■ Source text

--------------------------------------------------

As the school year comes to an end, Emporia State prepares to lose another group of bright minds. As for senior occupational therapy major and Associated Student Government President Ashley Vogts, she will say goodbye to the school she has called home for the last four years.
“For the past 30-plus years, I have worked with many student government and campus leaders, and without a doubt, Ashley is one the most talented peer leaders I have had the pleasure of working with at universities in both Kansas and Texas,” said President Michael Shonrock.
After graduation Vogts plans to go to the University of Kansas to get her graduate degree in occupational therapy, a step for which she says ESU has prepared her.
“It is going to be interesting and fun,” Vogts said. “It is a three year program and is going to be a whole new chapter of my life.”
Vogts said she has made lasting friendships and still stays in touch with the girls she met in her first year while living in the Towers Residential Complex.
“I lived on an all-girls floor, and we became super fast friends,” Vogts said. “We still get together a couple times a month because we all kind of split into different departments. It has just been a great four years, and I tell people all the time if I could make a career out of staying at Emporia State I would.”
Vogts, a second-generation Hornet, said her mother’s stories about ESU helped make the decision to come here an easy one.

--------------------------------------------------

Source data

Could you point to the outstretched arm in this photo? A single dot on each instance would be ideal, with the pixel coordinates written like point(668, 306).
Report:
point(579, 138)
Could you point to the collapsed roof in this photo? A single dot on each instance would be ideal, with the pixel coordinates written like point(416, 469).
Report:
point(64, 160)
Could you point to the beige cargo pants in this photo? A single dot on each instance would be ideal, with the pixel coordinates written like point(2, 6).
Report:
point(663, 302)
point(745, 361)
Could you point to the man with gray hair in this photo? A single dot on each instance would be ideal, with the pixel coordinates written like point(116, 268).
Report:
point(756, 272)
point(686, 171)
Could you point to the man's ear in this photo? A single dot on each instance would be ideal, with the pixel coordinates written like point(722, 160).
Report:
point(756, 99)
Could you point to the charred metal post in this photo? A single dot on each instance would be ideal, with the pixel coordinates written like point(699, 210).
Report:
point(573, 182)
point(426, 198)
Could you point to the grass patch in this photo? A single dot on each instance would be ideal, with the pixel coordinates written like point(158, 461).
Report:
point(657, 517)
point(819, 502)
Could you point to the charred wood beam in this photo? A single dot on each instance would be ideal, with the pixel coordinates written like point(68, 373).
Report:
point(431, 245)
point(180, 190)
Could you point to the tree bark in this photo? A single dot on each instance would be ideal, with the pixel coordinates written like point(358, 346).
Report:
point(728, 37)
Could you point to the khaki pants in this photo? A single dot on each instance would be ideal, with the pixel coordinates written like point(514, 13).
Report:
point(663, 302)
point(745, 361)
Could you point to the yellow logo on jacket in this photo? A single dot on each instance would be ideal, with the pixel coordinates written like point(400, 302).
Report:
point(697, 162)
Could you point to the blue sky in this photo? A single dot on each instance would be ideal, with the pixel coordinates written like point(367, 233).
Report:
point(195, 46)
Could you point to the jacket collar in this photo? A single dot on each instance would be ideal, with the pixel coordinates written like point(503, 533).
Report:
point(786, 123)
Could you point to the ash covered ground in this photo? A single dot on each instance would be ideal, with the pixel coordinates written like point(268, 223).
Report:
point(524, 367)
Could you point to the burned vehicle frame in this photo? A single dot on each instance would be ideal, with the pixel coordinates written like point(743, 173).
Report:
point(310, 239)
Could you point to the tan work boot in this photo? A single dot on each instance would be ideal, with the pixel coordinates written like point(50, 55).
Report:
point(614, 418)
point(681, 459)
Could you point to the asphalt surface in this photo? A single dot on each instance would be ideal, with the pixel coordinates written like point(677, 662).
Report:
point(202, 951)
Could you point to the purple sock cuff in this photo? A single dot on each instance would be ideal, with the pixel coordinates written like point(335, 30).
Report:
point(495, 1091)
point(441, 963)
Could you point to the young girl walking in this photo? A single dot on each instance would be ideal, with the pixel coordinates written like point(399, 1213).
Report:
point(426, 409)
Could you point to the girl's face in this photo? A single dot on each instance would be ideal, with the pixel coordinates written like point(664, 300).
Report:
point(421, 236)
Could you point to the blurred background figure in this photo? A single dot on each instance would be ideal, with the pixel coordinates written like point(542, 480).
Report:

--------------------------------------------------

■ Work required
Continue the article about Ashley Vogts, the Emporia State student government president, from the point where it stops. The material is not needed here.

■ Output for this exercise
“I didn’t even look anywhere else, it just felt right,” Vogts said. “I have had so many opportunities and experiences here, and I know I couldn’t have done it if I wouldn’t have come to Emporia State.”
With all the added responsibilities of being a senior, Vogts still managed to take on the task of ASG president, a position that ASG vice president and senior marketing major Jennifer Cheray talked her into.
“She was supposed to go to KU this year, so her plans were kind of up in the air for a long time,” Cheray said. “We didn’t think it was going to happen, but we just rolled with it and it came together.”
Vogts said she is not worried about finding a job after finishing college with the education she has received from ESU and the career she has chosen.
“She is exceptional and will continue to excel in her graduate studies at the University of Kansas,” Shonrock said.